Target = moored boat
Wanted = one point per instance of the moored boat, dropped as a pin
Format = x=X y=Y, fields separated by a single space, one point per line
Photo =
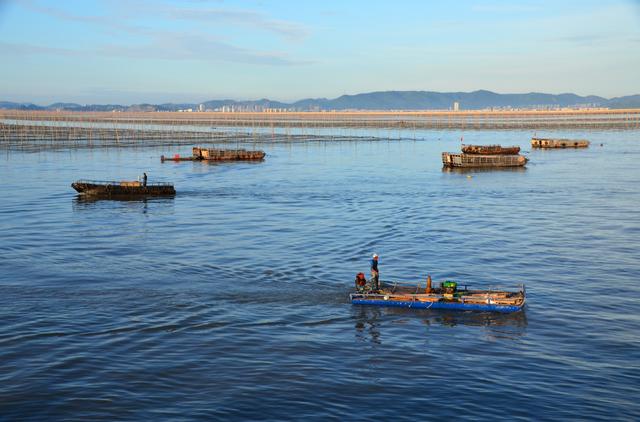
x=490 y=150
x=450 y=159
x=111 y=189
x=559 y=143
x=214 y=154
x=449 y=295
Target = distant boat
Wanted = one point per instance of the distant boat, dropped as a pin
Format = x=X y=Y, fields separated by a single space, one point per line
x=448 y=296
x=490 y=150
x=214 y=154
x=463 y=160
x=111 y=189
x=484 y=156
x=559 y=143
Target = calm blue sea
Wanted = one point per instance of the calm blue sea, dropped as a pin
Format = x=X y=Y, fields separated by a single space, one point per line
x=230 y=301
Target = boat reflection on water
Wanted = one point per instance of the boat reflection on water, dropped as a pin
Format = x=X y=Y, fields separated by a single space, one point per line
x=88 y=202
x=370 y=321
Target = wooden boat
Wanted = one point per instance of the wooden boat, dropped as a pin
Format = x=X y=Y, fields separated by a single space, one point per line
x=450 y=159
x=559 y=143
x=490 y=150
x=213 y=154
x=448 y=296
x=111 y=189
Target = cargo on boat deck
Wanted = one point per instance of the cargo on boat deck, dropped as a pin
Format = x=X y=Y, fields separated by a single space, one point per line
x=450 y=295
x=559 y=143
x=482 y=161
x=112 y=189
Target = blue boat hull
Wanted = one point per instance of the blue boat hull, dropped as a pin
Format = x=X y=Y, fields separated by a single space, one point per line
x=439 y=305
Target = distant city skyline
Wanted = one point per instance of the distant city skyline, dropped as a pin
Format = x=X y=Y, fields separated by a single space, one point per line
x=192 y=51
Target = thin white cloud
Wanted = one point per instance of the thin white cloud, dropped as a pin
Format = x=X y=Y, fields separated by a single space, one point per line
x=30 y=49
x=248 y=18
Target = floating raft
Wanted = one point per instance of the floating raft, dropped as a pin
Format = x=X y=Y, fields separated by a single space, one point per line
x=490 y=150
x=213 y=154
x=450 y=159
x=110 y=189
x=559 y=143
x=448 y=296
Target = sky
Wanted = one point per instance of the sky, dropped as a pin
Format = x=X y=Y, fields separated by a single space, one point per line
x=155 y=51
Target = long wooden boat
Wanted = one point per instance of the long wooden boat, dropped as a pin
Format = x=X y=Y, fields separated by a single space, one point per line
x=112 y=189
x=450 y=159
x=559 y=143
x=214 y=154
x=448 y=296
x=490 y=150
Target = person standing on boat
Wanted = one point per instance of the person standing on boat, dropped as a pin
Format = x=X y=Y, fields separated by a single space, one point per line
x=375 y=274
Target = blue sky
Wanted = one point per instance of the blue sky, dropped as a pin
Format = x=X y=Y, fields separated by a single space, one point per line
x=125 y=52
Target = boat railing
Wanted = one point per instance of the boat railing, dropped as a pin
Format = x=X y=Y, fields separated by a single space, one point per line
x=421 y=285
x=121 y=182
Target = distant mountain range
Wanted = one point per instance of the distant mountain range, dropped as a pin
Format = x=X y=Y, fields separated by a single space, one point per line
x=386 y=100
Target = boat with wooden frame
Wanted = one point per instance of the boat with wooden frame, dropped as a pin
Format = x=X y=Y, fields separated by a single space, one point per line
x=449 y=295
x=490 y=150
x=453 y=160
x=559 y=143
x=214 y=154
x=124 y=189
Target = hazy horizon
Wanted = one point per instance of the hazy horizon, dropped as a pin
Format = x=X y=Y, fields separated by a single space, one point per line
x=98 y=52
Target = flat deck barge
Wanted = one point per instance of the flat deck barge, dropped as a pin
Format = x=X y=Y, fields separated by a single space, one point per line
x=448 y=296
x=559 y=143
x=113 y=189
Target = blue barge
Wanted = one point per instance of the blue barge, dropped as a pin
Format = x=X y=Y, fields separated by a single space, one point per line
x=447 y=296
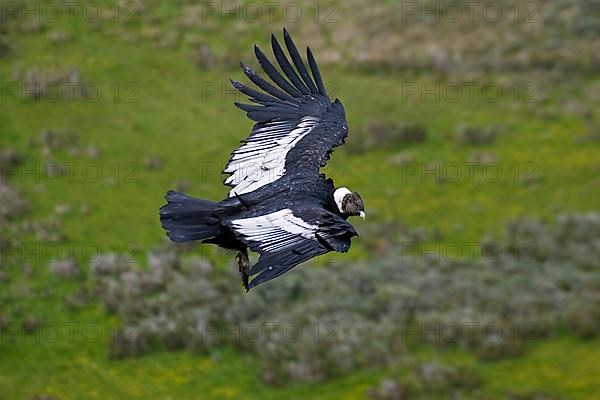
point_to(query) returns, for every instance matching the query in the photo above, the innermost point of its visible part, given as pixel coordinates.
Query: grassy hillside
(164, 118)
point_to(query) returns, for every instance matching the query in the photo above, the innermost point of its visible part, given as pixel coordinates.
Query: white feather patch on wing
(261, 160)
(275, 231)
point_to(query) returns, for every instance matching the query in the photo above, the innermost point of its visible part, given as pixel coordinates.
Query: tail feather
(186, 218)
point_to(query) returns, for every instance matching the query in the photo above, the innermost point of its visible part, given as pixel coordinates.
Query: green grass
(194, 136)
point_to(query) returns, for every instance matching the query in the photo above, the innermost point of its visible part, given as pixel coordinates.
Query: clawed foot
(244, 267)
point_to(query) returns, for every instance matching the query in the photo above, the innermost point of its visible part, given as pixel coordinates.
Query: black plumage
(279, 205)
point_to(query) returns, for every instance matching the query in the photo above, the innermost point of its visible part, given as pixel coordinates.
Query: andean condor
(280, 205)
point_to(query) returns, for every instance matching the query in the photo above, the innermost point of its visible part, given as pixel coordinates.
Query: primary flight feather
(279, 204)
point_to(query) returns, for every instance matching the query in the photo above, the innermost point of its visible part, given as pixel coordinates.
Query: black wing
(284, 239)
(297, 125)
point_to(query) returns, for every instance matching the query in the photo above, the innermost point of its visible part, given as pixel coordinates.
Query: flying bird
(280, 205)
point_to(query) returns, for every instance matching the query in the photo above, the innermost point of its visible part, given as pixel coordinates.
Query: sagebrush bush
(384, 134)
(316, 323)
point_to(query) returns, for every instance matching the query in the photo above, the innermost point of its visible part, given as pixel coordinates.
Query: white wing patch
(262, 159)
(275, 231)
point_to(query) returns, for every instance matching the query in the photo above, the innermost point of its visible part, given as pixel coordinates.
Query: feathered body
(280, 205)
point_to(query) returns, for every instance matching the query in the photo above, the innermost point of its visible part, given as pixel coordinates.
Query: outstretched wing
(297, 125)
(284, 240)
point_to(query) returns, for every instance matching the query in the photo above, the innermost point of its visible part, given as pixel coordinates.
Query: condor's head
(349, 203)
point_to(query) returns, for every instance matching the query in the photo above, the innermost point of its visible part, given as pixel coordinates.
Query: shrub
(329, 321)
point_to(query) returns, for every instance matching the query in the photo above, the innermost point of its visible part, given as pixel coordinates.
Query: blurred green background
(474, 142)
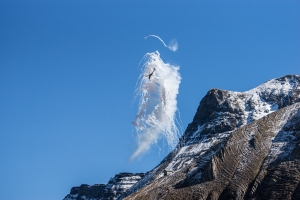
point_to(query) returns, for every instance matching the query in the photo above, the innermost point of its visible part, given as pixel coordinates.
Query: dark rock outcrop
(233, 148)
(240, 145)
(112, 190)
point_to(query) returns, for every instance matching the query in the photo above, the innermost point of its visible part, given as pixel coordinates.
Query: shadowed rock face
(240, 145)
(112, 190)
(228, 149)
(257, 161)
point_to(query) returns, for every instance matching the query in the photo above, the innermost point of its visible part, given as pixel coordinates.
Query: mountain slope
(257, 161)
(112, 190)
(240, 145)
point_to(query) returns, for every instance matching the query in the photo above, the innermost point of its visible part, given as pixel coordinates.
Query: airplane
(151, 74)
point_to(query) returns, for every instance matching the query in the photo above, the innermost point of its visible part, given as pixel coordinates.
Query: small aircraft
(151, 74)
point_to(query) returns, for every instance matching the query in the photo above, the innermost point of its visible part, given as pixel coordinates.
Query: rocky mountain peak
(222, 111)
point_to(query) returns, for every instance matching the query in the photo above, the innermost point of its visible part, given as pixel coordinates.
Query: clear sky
(68, 70)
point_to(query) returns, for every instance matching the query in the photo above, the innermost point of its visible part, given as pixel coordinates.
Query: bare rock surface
(112, 190)
(240, 145)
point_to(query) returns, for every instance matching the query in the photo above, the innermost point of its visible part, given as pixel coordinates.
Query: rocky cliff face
(240, 145)
(225, 139)
(112, 190)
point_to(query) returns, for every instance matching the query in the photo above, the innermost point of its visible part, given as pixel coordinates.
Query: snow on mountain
(233, 140)
(220, 113)
(112, 190)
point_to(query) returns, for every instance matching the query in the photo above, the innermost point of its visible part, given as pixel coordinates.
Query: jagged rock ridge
(240, 145)
(112, 190)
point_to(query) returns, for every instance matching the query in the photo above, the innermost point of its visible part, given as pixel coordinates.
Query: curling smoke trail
(157, 90)
(173, 45)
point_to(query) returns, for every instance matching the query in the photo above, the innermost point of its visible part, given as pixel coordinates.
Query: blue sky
(68, 71)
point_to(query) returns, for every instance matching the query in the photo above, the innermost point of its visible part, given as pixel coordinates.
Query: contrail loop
(173, 46)
(157, 38)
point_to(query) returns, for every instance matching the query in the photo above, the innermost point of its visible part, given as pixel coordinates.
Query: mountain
(240, 145)
(115, 187)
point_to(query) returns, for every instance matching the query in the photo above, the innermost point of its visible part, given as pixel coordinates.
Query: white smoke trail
(173, 45)
(157, 91)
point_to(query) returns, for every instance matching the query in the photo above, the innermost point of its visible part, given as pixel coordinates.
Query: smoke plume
(157, 90)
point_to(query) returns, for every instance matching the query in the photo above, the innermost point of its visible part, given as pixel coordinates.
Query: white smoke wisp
(173, 45)
(157, 94)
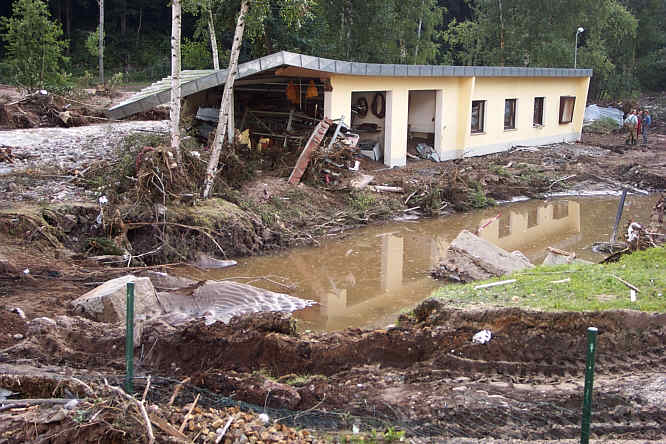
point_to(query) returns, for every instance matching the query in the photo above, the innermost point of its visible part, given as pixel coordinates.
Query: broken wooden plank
(313, 143)
(383, 188)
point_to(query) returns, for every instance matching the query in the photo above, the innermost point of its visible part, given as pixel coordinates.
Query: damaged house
(453, 111)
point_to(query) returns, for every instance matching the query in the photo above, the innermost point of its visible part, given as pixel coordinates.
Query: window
(566, 108)
(478, 111)
(538, 111)
(510, 114)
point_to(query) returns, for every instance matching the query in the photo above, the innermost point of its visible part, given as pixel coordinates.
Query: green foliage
(378, 31)
(92, 43)
(478, 198)
(542, 33)
(196, 54)
(590, 287)
(34, 46)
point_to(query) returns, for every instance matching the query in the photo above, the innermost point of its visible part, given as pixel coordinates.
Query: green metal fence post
(589, 382)
(129, 339)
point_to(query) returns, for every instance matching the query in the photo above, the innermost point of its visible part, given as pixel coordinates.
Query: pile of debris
(43, 108)
(108, 414)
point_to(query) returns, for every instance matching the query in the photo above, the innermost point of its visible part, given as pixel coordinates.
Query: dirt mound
(12, 328)
(70, 341)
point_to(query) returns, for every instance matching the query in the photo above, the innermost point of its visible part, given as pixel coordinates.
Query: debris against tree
(220, 132)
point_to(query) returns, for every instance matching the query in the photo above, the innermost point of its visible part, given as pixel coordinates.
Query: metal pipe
(129, 339)
(618, 216)
(589, 382)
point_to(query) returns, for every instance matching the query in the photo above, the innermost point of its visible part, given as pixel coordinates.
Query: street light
(578, 31)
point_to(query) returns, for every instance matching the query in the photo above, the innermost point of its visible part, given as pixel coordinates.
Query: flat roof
(195, 81)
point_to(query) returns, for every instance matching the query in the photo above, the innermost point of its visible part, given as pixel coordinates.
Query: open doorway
(368, 119)
(421, 123)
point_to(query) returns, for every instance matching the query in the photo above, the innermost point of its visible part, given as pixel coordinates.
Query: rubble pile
(109, 417)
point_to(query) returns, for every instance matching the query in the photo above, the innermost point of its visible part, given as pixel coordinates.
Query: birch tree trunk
(174, 109)
(220, 132)
(501, 23)
(213, 39)
(101, 40)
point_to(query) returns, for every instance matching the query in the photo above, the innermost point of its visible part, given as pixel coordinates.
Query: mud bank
(424, 376)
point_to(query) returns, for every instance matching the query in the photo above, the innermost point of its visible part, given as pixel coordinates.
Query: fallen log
(383, 188)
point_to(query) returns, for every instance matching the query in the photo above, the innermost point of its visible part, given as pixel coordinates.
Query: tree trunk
(174, 109)
(501, 23)
(213, 39)
(418, 34)
(123, 17)
(101, 40)
(220, 132)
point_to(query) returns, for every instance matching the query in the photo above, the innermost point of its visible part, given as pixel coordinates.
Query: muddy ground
(424, 376)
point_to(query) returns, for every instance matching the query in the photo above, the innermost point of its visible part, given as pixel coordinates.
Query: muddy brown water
(368, 277)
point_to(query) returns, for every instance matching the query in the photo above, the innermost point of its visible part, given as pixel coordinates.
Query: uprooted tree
(292, 11)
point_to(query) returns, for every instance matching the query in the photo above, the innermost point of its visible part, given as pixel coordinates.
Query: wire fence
(468, 418)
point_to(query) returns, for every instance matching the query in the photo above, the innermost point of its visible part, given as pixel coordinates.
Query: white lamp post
(578, 31)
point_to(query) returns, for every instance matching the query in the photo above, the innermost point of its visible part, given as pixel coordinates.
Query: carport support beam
(589, 381)
(129, 339)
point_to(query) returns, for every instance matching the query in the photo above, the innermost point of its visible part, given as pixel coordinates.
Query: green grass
(591, 287)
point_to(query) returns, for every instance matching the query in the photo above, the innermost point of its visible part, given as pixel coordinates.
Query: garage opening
(421, 124)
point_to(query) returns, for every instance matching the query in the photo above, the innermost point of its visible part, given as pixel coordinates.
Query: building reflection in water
(360, 290)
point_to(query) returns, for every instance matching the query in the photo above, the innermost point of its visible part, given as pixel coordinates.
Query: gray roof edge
(135, 105)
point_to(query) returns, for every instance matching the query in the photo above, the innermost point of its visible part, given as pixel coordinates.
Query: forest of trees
(623, 41)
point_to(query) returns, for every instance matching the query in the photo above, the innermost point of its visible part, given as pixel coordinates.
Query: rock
(7, 267)
(106, 303)
(164, 281)
(207, 262)
(68, 222)
(222, 300)
(471, 258)
(40, 325)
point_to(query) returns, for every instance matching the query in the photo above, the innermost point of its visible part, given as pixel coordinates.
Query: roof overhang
(299, 65)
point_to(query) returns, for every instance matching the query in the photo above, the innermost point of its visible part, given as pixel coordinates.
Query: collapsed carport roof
(195, 81)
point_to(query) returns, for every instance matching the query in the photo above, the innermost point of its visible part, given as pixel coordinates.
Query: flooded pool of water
(367, 278)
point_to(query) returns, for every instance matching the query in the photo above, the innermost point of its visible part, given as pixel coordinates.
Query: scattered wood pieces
(189, 413)
(167, 427)
(142, 409)
(561, 252)
(224, 430)
(177, 390)
(383, 188)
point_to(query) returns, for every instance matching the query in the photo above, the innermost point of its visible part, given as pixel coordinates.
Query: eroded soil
(424, 376)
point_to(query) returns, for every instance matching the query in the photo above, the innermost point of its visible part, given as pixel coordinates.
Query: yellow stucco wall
(494, 91)
(453, 114)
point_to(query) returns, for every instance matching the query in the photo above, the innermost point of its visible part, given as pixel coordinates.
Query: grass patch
(590, 287)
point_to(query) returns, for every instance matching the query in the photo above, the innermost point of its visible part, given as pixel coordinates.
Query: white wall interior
(422, 105)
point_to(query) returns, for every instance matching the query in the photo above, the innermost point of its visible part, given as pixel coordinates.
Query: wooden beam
(293, 71)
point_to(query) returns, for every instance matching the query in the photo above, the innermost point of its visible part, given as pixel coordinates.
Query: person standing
(631, 122)
(646, 121)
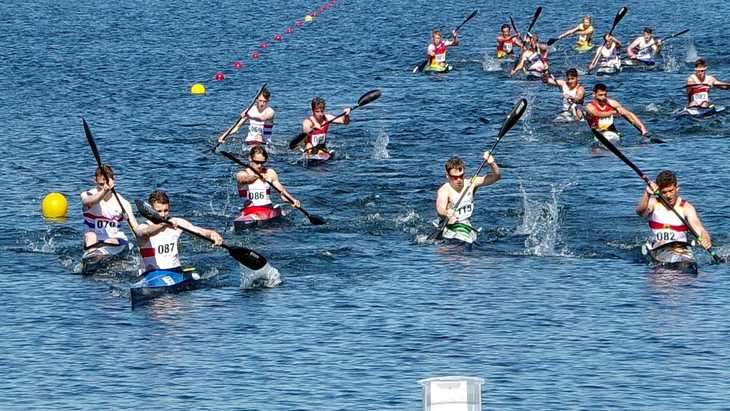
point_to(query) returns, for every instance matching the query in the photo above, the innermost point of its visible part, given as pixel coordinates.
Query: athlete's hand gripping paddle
(658, 194)
(509, 122)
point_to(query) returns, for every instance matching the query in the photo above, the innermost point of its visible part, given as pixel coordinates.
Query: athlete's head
(159, 200)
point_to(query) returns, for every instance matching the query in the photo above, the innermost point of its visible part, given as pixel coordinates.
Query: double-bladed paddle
(509, 122)
(366, 98)
(658, 193)
(245, 256)
(421, 66)
(238, 120)
(314, 219)
(620, 15)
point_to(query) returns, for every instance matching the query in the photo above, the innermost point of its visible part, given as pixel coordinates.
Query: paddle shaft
(658, 193)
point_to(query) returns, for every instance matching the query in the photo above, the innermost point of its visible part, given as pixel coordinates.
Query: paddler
(450, 192)
(436, 52)
(699, 84)
(572, 93)
(260, 121)
(506, 42)
(584, 30)
(608, 55)
(533, 58)
(102, 214)
(665, 226)
(255, 192)
(601, 110)
(316, 128)
(158, 243)
(644, 48)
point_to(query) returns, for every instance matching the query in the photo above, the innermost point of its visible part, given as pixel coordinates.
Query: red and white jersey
(318, 136)
(600, 123)
(104, 219)
(257, 193)
(666, 227)
(159, 252)
(698, 94)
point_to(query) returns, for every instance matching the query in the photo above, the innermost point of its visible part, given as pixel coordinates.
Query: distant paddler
(448, 195)
(699, 84)
(600, 114)
(584, 31)
(506, 41)
(644, 48)
(608, 56)
(260, 117)
(317, 125)
(103, 215)
(534, 58)
(670, 241)
(158, 243)
(254, 187)
(572, 94)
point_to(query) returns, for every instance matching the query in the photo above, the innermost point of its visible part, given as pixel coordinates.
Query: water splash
(541, 223)
(380, 148)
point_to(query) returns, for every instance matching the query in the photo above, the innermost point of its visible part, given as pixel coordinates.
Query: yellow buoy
(197, 88)
(54, 205)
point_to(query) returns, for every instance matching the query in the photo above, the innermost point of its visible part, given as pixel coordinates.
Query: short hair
(258, 149)
(158, 196)
(104, 171)
(600, 87)
(454, 162)
(666, 178)
(318, 102)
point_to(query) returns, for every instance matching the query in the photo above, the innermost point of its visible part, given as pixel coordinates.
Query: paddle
(314, 219)
(658, 193)
(239, 120)
(509, 122)
(245, 256)
(422, 66)
(95, 151)
(366, 98)
(620, 15)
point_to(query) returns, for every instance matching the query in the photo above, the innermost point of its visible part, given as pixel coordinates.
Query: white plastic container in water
(452, 393)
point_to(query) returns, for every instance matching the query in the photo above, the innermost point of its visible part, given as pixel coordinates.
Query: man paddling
(102, 214)
(317, 126)
(572, 93)
(449, 193)
(256, 193)
(158, 243)
(436, 51)
(644, 48)
(699, 84)
(601, 110)
(667, 229)
(260, 121)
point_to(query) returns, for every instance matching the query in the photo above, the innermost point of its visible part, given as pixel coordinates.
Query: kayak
(699, 112)
(256, 215)
(461, 232)
(158, 282)
(320, 157)
(672, 256)
(101, 254)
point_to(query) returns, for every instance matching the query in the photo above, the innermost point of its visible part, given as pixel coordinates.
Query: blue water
(554, 307)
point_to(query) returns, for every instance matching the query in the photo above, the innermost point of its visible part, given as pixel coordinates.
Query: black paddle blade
(247, 257)
(368, 97)
(517, 111)
(149, 212)
(92, 143)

+---+

■ **Required action**
Extract, from the material above, each line holding the word "hazy".

■ **Written response**
Target = hazy horizon
Wanted = one point per instance of the hazy horizon, dropped as a pin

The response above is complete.